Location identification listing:
*-*-*

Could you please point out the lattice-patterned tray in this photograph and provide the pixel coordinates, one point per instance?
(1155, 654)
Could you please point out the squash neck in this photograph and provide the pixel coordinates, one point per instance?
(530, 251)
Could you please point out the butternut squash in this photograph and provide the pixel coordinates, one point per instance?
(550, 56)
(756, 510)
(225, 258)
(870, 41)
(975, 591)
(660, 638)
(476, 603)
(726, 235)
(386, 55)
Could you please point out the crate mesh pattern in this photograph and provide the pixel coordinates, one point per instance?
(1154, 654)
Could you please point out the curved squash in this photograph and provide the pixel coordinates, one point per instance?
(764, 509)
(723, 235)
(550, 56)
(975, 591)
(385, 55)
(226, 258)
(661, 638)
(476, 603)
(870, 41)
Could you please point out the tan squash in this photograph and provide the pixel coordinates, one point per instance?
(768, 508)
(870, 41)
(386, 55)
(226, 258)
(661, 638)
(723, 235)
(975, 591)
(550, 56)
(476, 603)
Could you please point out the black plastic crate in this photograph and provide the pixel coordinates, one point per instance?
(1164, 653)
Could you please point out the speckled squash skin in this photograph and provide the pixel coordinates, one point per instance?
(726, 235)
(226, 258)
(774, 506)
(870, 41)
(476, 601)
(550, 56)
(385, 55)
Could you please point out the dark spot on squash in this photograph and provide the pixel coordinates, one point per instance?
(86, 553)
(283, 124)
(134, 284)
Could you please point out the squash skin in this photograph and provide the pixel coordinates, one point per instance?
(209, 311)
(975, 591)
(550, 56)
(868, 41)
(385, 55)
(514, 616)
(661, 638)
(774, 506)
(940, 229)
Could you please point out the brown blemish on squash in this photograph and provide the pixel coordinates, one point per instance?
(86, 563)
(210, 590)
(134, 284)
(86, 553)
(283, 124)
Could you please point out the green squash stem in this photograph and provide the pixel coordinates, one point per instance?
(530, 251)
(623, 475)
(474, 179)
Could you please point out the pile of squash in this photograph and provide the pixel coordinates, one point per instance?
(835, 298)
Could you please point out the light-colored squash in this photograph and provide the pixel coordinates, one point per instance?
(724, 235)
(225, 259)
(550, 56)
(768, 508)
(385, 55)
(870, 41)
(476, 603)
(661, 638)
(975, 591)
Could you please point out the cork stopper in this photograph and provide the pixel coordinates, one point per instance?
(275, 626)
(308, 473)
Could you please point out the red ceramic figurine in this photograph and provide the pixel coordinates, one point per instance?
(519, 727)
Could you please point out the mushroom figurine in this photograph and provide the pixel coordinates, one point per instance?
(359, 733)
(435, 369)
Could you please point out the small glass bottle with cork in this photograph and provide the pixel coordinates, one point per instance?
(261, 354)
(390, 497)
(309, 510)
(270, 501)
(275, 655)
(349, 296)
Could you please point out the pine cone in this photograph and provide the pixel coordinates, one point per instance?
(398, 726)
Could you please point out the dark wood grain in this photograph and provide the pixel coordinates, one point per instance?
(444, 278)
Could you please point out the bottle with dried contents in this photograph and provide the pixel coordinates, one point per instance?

*-*-*

DO THIS: Render every line of the listing above as a JSON array of strings, with one string per line and no entries for blank lines.

THE COMPLETED TASK:
[
  "Could you please point out the lattice-patterned tray in this photograph and provide the pixel coordinates, one point per instance?",
  "(1155, 654)",
  "Could you please point out the squash neck in this photograph and provide the pixel coordinates, one point per instance?",
  "(530, 251)",
  "Could you please point out the butternut squash in this photograph and provide the pixel coordinates, one point per instance?",
  "(550, 56)",
  "(756, 510)",
  "(225, 258)",
  "(870, 41)",
  "(975, 591)",
  "(660, 638)",
  "(476, 603)",
  "(726, 235)",
  "(386, 55)",
  "Could you please point out the crate mesh pattern in this photograph and provide the pixel coordinates, one point per instance?",
  "(1154, 654)",
  "Could you please point out the curved squash in this photograph and provide the pixel coordinates, one point per instance?",
  "(764, 509)",
  "(723, 235)",
  "(550, 56)",
  "(975, 591)",
  "(385, 55)",
  "(226, 258)",
  "(661, 638)",
  "(476, 603)",
  "(870, 41)",
  "Could you please point out the tan squash in this photograph and provide the pixel coordinates, one point per instance?",
  "(768, 508)",
  "(870, 41)",
  "(386, 55)",
  "(226, 258)",
  "(661, 638)",
  "(723, 235)",
  "(975, 591)",
  "(550, 56)",
  "(476, 603)",
  "Could you please point out the black plastic crate in this photograph and provide the pixel coordinates, one point per instance?",
  "(1164, 653)",
  "Could you please point out the speckled squash skin in this photograph and provide the pixel coordinates, one point per instance?",
  "(726, 235)",
  "(226, 258)",
  "(774, 506)",
  "(870, 41)",
  "(476, 601)",
  "(550, 56)",
  "(385, 55)",
  "Could you please point out the dark spot on squash in this photograph and provide the pixel coordinates, one point per instance?",
  "(86, 553)",
  "(283, 124)",
  "(134, 284)",
  "Could you please point out the squash skin in this photograph and provide the pixel coordinates, one point per instance?",
  "(209, 311)",
  "(975, 591)",
  "(550, 56)",
  "(868, 41)",
  "(385, 55)",
  "(514, 616)",
  "(661, 638)",
  "(774, 506)",
  "(940, 229)",
  "Could you please point out the brown blemish on squash in this photograph and provide the pixel coordinates, one point per instance?",
  "(86, 563)",
  "(210, 590)",
  "(134, 284)",
  "(86, 553)",
  "(283, 124)",
  "Could you please point out the green squash stem in this photograph and provide the pixel coordinates, one point per instance?",
  "(530, 251)",
  "(623, 475)",
  "(474, 179)",
  "Could you please point out the pile of squash in this photograph and provide the pixel coordinates, one point per instance?",
  "(835, 298)",
  "Could you please point out the light-colored squash in this photograph and provide the pixel coordinates, one point per instance?",
  "(724, 235)",
  "(225, 259)",
  "(550, 56)",
  "(768, 508)",
  "(385, 55)",
  "(870, 41)",
  "(476, 603)",
  "(661, 638)",
  "(975, 591)",
  "Could you please point out the cork stopper in this photograph and provide the pixel coordinates, one point per instance?",
  "(275, 626)",
  "(308, 473)",
  "Could you please point out the red ceramic figurine in this photograph and provide the pixel coordinates, one point per instance?",
  "(519, 727)",
  "Could you please point out the mushroom figurine in this photograph and provide the pixel coordinates, one point per instance?",
  "(359, 733)",
  "(435, 369)",
  "Could you please point out the small glass bottle with cork in this photograph and provide the pixel coordinates, one point per instance?",
  "(261, 354)",
  "(390, 497)",
  "(309, 510)",
  "(270, 501)",
  "(275, 655)",
  "(349, 296)",
  "Could you please point out the pine cone in this photograph and provide the pixel coordinates, one point per instance?",
  "(398, 726)",
  "Could you please point out the dark wood grain in this photograph and provide the pixel coordinates, one point per instance?",
  "(444, 278)",
  "Could you please point out the bottle with dried contents in this photograph and provide the pixel coordinates, one point per instance?"
]